→ Tarefa proposta a
Tire dos registros todas as linhas em que aparece a palavra "query".

→ Texto fornecido
Há também deliciosos fait divers que se cruzam com a intensa agenda diplomática, como o dia, naquele mês de maio de 1943, em que Winston Churchill observou Roosevelt (que batizou o destino de Shangri-La) enquanto este trabalhava na sua coleção de selos. O primeiro-ministro britânico recordou como seguiu aquela atividade “com muito interesse e em silêncio por talvez meia hora enquanto ele os enfiava, cada um no seu devido lugar, e assim esquecia os cuidados do Estado.” Impagável é também a imagem de ambos a pescar, retirada daquelas semanas.
Originalmente conhecido como Hi-Catoctin, Camp David foi construído como um acampamento para agentes do governo federal e respetivas famílias pela Works Progress Administration. Iniciada em 1935, a construção ficou completa três anos mais tarde. Caberia a F. D. Roosevelt converter este destino em refúgio presidencial.
Em 1953, Dwight D. Eisenhower promoveu a alteração do seu nome, em homenagem ao seu pai e ao seu neto, ambos chamados David. Mandou também construir o campo de golfe — mas não só: também ordenou a instalação de pistas de bowlling no Hickory Lodge do acampamento. Quem aqui chegar deve ainda considerar a oferta de duas piscinas, um campo de ténis, outro de tiro ao alvo e um ainda de basquetebol. Só tem que conseguir dar com o local certo, claro, já que por razões de segurança a localização exata de Camp David é omitida dos mapas.
Apesar de George W. Bush ter o seu próprio refúgio texano, foi o presidente que mais tempo terá passado em Camp David, logo seguido de Ronald Reagan. O ex-ator tornado líder do mundo livre terá inclusive aqui assistido a uma longa lista de filmes, que até pode consultar e visionar.
Rapidan Camp e o derradeiro fôlego de Hoover
O contexto idílico não atenuava o peso da depressão económica que se fazia sentir em todo o país, e que esmagava os níveis de popularidade do presidente Herbert Hoover. O nervosismo e ansiedade do líder que serviu o país entre 1929 e 1933 eram tais, segundo Edmund Starling, do Serviço Secreto da Casa Branca, que até as suas mãos tremiam quando tentava pescar.
Em 20 de agosto de 1932, no cenário de Rapidan Camp, o refúgio de férias do republicano a 100 quilómetros de Washington, nas montanhas da Virginia, a entourage punha em marcha uma campanha de “humanização” do líder marcado pelo estigma da obsessão burocrática, numa tentativa de revitalizar os créditos do incumbente.

→ Dados fornecidos
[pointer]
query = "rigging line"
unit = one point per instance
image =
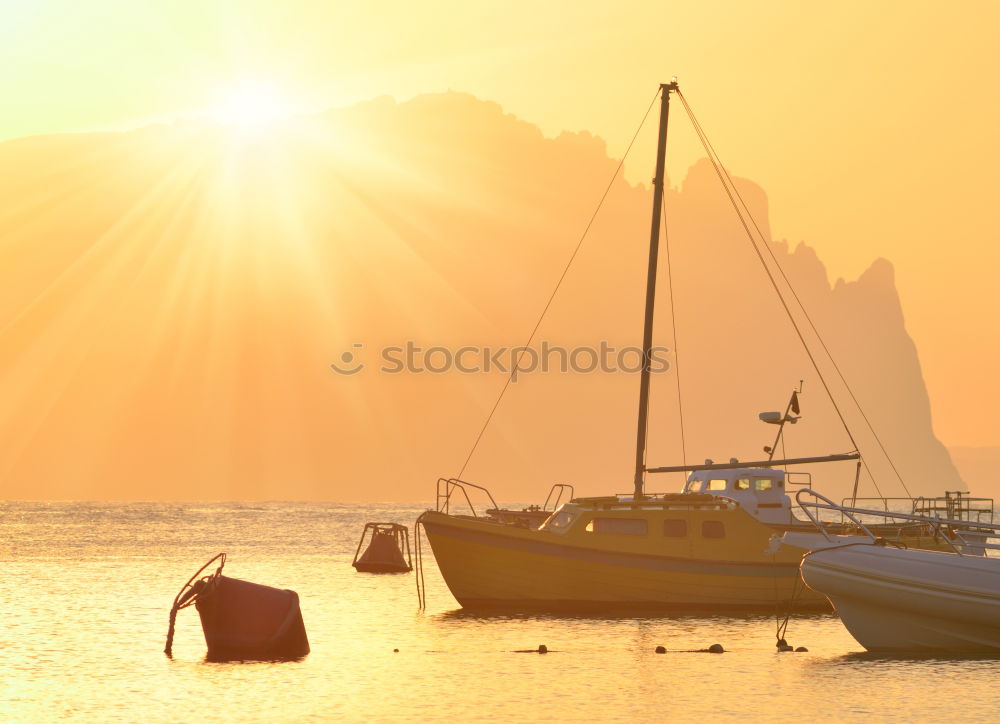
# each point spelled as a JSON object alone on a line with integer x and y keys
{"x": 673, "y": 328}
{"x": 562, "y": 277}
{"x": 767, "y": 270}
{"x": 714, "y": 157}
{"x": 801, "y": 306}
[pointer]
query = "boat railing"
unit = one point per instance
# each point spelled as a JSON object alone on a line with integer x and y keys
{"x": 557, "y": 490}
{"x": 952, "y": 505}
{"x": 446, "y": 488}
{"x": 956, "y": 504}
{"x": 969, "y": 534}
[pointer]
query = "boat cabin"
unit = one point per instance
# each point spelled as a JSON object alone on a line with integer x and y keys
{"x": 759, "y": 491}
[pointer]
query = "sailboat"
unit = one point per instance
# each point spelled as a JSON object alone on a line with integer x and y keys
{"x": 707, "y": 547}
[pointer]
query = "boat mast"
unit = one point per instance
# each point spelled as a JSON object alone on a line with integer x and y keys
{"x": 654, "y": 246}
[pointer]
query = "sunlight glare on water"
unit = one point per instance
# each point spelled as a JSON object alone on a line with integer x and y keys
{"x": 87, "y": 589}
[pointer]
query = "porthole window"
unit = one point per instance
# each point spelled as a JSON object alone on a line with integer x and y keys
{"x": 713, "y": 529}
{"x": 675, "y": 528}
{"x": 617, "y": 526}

→ Tarefa proposta b
No texto sobre os refúgios presidenciais, em homenagem a quem Eisenhower mudou o nome de Camp David?

→ Resposta a
query = "rigging line"
query = "boat railing"
query = "boat cabin"
query = "sailboat"
query = "boat mast"
query = "sunlight glare on water"
query = "porthole window"

→ Resposta b
Em homenagem ao pai e ao neto dele, os dois chamados David.